Please report every line in the listing below that contains the string "pixel", copying each such line in full.

*** Opening of INPUT DATA ***

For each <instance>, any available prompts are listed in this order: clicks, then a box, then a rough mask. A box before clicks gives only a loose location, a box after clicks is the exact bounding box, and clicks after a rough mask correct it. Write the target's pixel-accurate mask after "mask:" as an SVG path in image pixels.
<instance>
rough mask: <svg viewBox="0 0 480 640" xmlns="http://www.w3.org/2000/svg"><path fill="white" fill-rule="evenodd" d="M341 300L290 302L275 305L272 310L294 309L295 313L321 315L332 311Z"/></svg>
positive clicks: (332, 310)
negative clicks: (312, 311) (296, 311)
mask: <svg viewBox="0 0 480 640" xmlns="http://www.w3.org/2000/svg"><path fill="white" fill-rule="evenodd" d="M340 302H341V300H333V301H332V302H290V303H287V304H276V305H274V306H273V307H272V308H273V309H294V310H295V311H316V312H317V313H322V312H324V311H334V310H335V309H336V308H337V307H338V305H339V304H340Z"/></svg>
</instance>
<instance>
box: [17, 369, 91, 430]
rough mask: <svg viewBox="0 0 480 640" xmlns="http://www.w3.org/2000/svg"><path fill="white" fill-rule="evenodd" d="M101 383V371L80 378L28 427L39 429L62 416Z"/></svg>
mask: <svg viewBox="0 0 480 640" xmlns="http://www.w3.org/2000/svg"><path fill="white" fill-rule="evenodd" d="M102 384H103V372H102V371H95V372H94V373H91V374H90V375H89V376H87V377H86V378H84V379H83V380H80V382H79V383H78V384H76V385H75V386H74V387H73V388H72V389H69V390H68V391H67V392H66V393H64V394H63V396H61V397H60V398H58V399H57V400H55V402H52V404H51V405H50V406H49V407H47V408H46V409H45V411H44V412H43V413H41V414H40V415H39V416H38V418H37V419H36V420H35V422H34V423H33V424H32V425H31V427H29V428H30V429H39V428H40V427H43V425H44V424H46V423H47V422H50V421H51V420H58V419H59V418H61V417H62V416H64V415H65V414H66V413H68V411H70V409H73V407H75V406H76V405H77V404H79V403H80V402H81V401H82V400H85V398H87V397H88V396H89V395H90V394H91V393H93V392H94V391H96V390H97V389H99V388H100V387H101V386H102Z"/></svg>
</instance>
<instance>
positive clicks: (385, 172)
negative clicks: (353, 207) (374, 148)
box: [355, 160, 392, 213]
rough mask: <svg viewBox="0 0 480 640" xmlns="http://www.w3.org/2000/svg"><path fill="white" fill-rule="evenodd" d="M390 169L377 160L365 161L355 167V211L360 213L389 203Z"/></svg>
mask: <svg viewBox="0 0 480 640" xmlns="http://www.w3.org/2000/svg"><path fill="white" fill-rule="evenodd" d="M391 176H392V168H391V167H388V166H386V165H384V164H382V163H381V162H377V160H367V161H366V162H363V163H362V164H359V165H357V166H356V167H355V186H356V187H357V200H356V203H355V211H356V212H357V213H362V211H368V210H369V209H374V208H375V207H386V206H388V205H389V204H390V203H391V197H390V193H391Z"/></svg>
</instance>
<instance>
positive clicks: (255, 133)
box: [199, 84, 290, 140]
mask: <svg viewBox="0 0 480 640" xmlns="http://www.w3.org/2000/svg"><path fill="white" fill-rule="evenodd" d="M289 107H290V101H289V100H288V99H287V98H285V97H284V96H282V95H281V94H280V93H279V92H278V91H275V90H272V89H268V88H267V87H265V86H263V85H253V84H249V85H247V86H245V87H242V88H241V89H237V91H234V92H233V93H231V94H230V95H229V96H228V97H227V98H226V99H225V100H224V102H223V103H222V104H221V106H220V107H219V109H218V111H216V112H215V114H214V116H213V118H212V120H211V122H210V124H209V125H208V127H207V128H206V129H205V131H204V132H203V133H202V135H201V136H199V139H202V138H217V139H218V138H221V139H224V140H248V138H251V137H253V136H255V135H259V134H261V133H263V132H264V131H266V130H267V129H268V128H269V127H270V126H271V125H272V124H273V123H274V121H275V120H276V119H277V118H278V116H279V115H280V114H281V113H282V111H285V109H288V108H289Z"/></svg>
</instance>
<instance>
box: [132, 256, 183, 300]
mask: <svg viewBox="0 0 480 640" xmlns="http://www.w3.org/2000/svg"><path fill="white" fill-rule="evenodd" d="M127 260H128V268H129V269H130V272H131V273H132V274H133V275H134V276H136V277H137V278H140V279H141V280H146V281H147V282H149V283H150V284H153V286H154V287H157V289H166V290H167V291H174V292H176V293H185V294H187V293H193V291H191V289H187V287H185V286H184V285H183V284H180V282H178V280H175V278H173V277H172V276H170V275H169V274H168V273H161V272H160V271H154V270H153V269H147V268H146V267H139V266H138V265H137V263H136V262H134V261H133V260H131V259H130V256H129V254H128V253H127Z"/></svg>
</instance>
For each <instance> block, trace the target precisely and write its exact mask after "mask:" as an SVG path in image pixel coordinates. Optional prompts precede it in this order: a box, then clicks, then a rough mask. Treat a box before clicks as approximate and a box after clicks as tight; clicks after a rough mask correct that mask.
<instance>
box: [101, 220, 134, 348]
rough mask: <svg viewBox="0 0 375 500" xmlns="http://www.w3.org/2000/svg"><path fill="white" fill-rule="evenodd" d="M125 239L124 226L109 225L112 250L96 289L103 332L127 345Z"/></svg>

*** Close of INPUT DATA ***

**EXERCISE RESPONSE:**
For each <instance>, any available prompts are listed in this order: clicks, then a box, then a rough mask. A box before clicks gives only a loose location, a box after clicks is the exact bounding box, and clicks after a rough mask correct it. Write the target's pixel-accurate mask after "mask:" as an SVG path in image pixels.
For each <instance> block, trace the target precisely and write its exact mask after "mask:" as an SVG path in image pixel coordinates. Optional prompts precede it in this order: a box, then clicks, then a rough mask. Treat a box before clicks as approximate and a box after clicks as tight; clicks after a rough mask correct that mask.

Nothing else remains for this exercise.